Stored data entries:
[Begin]

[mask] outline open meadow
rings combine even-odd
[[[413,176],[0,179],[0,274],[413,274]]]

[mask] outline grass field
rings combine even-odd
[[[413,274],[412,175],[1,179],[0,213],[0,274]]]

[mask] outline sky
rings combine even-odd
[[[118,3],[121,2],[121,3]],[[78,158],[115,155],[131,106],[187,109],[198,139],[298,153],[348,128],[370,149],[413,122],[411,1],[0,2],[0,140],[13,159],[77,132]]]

[End]

**The task**
Reproduce all the data above in full, request lines included, rescaling every point coordinate in the outlines by 0.45. Round each result to the nearest whole number, rounding halves up.

**Written answer**
[mask] outline open meadow
rings combine even-odd
[[[186,79],[0,81],[0,123],[186,123]]]

[mask] outline grass field
rings combine even-odd
[[[186,123],[185,79],[0,81],[0,96],[0,123]]]

[mask] outline sky
rings combine even-odd
[[[53,1],[54,1],[54,1]],[[35,71],[52,70],[59,48],[84,49],[89,63],[134,69],[157,58],[167,67],[186,55],[185,0],[0,1],[0,63],[6,72],[35,59]]]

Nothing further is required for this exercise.